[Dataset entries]
__________
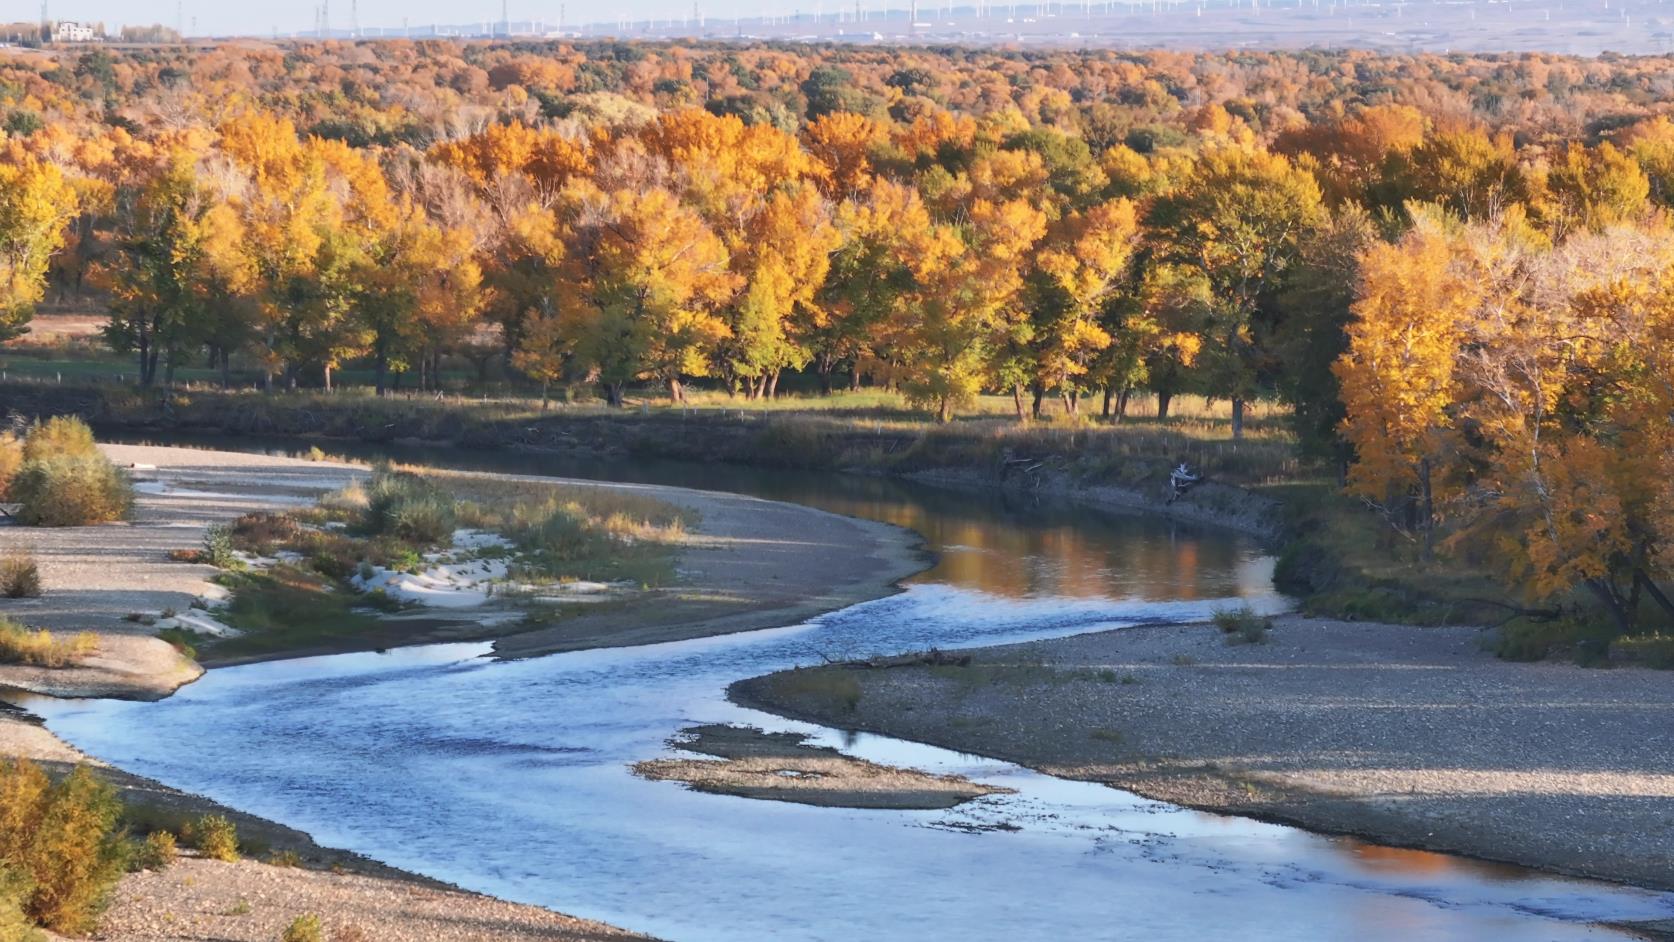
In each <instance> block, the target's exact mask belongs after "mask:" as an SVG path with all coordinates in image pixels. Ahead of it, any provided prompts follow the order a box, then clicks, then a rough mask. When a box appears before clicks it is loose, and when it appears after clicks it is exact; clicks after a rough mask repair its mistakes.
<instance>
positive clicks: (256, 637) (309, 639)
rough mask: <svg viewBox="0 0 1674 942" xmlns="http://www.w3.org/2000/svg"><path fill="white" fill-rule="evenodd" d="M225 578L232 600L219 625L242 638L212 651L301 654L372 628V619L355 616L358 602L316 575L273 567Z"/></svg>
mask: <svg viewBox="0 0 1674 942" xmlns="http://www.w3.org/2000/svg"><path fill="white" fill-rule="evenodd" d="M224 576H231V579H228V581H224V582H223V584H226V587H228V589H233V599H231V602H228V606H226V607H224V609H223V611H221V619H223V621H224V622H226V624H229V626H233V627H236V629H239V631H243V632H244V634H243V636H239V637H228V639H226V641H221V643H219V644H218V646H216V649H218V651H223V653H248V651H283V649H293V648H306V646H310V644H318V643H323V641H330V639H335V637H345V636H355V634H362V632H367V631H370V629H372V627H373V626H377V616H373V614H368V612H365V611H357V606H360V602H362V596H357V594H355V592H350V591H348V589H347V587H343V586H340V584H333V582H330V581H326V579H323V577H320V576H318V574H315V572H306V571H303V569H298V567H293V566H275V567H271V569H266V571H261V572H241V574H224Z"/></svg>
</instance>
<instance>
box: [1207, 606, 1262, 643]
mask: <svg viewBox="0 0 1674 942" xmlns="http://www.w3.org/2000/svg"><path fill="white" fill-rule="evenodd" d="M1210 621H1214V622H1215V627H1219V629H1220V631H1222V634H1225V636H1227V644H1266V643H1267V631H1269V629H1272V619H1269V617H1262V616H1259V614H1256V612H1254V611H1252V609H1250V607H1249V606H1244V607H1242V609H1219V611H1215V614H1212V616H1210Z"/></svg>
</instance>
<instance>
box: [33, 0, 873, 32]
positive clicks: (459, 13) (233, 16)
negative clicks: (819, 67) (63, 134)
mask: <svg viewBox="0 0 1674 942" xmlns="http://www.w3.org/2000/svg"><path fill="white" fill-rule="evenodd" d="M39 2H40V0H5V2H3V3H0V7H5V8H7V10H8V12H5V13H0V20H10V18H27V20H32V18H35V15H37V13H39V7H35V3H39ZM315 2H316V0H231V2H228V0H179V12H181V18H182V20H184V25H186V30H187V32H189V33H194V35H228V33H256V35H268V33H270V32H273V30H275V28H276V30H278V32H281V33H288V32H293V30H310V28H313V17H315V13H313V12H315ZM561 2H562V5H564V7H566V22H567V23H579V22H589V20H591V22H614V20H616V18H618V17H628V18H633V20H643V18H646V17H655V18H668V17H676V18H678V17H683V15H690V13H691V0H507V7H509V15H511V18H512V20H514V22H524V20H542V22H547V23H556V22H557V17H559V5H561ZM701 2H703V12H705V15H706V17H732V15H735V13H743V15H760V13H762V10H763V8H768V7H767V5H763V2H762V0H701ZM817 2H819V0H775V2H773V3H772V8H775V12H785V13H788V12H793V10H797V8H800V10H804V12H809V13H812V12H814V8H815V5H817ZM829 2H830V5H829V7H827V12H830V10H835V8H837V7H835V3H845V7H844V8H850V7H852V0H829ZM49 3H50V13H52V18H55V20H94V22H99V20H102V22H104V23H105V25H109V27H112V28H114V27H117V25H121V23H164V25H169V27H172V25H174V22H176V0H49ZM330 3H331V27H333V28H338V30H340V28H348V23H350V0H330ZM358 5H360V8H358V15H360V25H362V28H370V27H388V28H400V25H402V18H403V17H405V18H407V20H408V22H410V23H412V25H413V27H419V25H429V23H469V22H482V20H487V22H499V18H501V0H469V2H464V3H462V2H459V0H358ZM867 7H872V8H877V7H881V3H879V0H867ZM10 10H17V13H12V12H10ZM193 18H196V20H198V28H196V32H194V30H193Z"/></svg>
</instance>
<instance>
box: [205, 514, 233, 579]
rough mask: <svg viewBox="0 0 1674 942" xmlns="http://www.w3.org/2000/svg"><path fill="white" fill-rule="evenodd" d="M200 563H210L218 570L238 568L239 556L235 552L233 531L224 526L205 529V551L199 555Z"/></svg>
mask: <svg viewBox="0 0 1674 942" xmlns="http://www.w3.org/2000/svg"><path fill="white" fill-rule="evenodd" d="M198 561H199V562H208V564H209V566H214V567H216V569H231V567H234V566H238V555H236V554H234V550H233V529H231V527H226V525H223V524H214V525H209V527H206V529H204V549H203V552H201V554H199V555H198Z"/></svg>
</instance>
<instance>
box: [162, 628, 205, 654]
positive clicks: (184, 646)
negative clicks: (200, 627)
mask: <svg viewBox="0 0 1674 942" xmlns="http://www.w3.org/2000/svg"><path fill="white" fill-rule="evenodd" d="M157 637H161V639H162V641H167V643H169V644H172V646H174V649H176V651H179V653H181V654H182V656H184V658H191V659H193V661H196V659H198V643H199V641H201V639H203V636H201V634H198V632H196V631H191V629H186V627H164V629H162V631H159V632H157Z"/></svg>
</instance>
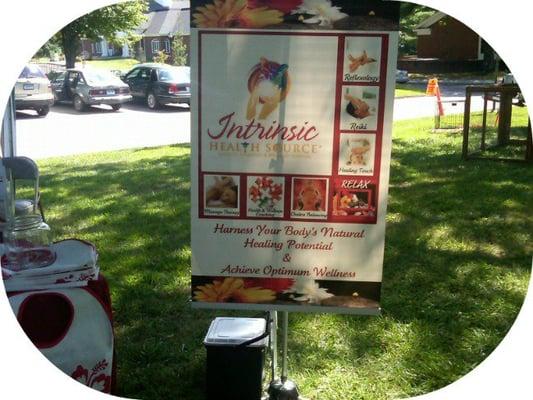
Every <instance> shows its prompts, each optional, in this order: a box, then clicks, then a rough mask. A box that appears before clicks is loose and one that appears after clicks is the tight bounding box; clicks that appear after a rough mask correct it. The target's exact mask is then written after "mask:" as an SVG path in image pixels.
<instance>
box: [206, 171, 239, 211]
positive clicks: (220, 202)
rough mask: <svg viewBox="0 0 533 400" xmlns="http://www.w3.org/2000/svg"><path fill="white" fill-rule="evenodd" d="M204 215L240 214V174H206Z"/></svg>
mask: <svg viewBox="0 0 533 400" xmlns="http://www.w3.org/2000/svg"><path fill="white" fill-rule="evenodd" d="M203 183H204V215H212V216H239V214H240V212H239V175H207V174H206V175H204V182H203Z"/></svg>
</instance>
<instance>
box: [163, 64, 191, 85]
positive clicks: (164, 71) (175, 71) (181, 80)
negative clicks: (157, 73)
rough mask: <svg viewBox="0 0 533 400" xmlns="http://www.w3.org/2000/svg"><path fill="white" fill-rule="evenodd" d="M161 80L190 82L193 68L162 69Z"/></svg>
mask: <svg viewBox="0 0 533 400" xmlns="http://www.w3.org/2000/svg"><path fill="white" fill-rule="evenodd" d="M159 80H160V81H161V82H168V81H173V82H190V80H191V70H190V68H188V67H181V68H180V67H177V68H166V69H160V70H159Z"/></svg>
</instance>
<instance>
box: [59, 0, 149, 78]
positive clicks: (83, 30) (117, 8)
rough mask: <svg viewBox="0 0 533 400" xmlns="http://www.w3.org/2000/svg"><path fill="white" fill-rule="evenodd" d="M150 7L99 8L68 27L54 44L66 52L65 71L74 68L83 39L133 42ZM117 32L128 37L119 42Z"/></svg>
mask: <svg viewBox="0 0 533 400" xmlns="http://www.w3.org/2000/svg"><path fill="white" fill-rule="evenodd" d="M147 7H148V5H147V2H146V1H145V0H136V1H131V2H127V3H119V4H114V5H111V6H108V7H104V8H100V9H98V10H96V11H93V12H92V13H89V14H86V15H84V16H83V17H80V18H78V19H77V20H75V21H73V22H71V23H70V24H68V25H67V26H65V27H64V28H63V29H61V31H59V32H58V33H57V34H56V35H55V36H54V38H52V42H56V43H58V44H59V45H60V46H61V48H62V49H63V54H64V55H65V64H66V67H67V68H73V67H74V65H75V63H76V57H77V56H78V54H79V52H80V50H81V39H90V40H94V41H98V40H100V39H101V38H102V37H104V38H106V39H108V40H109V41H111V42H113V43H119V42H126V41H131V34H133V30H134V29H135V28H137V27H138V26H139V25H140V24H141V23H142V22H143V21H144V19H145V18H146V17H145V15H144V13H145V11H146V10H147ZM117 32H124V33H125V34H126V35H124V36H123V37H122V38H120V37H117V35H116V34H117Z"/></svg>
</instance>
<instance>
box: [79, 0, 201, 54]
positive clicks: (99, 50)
__________
### [What to work on]
Copy the lines that hold the word "positive". Take them from the records above.

### [Response area]
positive clicks: (256, 637) (309, 639)
positive clicks: (459, 13) (233, 16)
positive clicks: (184, 646)
positive clicks: (220, 202)
positive clicks: (164, 71) (175, 71) (181, 80)
positive clicks: (83, 30) (117, 8)
positive clicks: (99, 50)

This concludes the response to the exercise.